__Vorliegender Text__
--------------------
Von Christina Wittich 13.10.2018, 15:28
Deutsche Gesetze zwingen Paare mit unerfüllbarem Kinderwunsch in die Illegalität der internationalen Leihmuttervermittlungsszene.
Deutsche Gesetze zwingen Paare mit unerfüllbarem Kinderwunsch in die Illegalität der internationalen Leihmuttervermittlungsszene. imago

Halle (Saale) - Es gibt eine Tochter, die hat drei Mütter. Von der einen hat sie ihr dunkelbraunes Haar und ihre weiche Haut. Von der anderen das Gefühl der Geborgenheit, den Klang eines Herzens. Von der Dritten bekommt sie ein Zuhause, Liebe, zwei Brüder und eine Schwester. Hier lebt auch ihr Vater.

Die Tochter heißt Leela. In zwei Monaten wird sie acht Jahre alt, und Leela ist nicht ihr richtiger Name. Leelas Existenz ist zurückzuführen auf menschliches Kalkül. Das Mädchen wurde von einer indischen Leihmutter ausgetragen und in Neu Delhi zur Welt gebracht. Ihre biologische Mutter ist ebenfalls Inderin. Doch Leelas soziale Mutter ist eine zierliche Deutsche Mitte 50.
--------------------
__Fragen zum Text__
1/ In welcher Stadt kam Leela laut dem Artikel über Leihmutterschaft zur Welt?
2/ Setzen Sie den Artikel über Leihmutterschaft im Anschluss an seinen letzten Satz fort.
Die Zeilen werden für die Bearbeitung nicht benötigt.
--------------------
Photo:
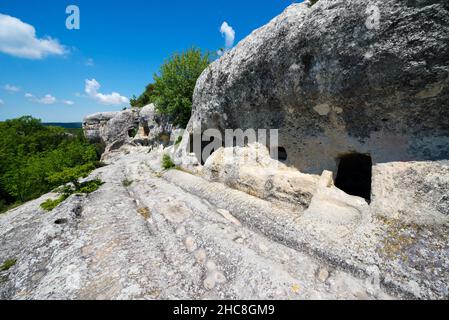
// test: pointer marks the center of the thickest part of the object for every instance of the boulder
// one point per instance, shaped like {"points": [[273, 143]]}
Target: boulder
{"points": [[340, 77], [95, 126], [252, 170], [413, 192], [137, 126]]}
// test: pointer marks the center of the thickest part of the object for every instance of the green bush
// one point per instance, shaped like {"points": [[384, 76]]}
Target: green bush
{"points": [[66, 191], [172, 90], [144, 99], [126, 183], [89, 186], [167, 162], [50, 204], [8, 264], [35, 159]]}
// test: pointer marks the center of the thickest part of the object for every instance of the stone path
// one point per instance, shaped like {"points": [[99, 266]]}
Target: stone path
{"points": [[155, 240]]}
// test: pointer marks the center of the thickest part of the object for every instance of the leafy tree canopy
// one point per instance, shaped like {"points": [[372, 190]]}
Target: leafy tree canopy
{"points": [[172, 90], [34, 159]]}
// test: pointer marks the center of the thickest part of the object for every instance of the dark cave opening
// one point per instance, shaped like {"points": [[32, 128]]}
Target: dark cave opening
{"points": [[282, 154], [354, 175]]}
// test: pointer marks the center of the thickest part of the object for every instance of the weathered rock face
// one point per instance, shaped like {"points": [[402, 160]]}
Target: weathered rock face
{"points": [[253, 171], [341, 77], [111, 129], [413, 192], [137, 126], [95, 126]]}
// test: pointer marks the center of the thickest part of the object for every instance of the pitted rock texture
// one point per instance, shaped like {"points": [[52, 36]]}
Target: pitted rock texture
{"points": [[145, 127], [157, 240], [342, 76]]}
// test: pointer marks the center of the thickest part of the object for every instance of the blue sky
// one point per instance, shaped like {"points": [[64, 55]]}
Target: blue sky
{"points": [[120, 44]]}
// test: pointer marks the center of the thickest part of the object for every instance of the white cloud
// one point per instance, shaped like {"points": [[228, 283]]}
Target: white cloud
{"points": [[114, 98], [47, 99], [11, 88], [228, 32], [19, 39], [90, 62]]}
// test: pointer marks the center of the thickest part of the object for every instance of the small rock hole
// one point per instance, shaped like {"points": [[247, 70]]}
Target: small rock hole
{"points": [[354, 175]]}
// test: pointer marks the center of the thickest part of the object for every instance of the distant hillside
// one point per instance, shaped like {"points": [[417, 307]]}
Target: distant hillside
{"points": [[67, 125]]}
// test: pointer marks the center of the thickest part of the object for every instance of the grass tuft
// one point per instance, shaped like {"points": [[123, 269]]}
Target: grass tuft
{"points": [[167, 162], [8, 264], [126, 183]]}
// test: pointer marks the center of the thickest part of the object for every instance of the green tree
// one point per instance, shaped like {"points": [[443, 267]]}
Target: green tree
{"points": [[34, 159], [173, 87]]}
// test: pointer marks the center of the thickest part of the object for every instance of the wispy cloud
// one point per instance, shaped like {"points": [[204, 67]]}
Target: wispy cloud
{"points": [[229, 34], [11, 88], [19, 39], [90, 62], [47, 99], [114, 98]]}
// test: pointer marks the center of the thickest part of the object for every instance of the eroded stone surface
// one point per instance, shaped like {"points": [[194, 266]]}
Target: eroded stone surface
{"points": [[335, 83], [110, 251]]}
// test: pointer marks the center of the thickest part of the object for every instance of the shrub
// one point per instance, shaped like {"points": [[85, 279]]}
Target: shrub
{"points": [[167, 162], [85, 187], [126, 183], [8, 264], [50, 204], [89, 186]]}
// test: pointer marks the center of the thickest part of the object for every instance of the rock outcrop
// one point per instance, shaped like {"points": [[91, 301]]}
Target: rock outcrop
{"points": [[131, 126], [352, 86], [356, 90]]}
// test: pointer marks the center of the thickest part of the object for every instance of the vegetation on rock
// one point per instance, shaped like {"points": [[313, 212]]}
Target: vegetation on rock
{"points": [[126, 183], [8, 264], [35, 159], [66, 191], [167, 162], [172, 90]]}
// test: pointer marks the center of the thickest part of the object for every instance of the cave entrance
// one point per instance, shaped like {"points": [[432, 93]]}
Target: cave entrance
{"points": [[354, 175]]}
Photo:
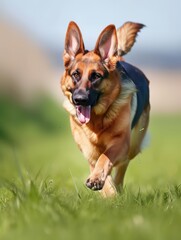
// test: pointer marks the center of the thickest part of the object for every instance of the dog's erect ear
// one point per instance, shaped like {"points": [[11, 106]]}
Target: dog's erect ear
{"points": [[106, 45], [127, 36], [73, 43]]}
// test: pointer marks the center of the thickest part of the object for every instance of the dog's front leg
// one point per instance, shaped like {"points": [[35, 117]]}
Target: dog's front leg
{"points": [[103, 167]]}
--------------------
__Lösungen__
1/ Leela kam in Neu Delhi zur Welt.

2/
Bilder stammen aus den Akten der indischen Klinik, die Leela gezeugt hat

Leela, ihr Vater und ihre deutsche Mutter sitzen an einem langen Holztisch in einer 11.000-Seelen-Gemeinde im Westen Deutschlands. Auf dem Tisch liegen die Fotos zweier Frauen im Sari. Die Bilder stammen aus den Akten der indischen Klinik, die Leela gezeugt hat.

Matthias Becker ist ein hagerer Mann Mitte 40, der sagt, es sei eine Bauchentscheidunge gewesen, dieses Kind zu bekommen. Er möchte nicht erkannt werden, ebenso wenig seine Frau, die hier Sandra heißen soll. Um Leela nach Hause zu holen, haben sie sich strafbar gemacht. Ginge es nach deutschem Recht, dürfte Leela nicht am Tisch sitzen.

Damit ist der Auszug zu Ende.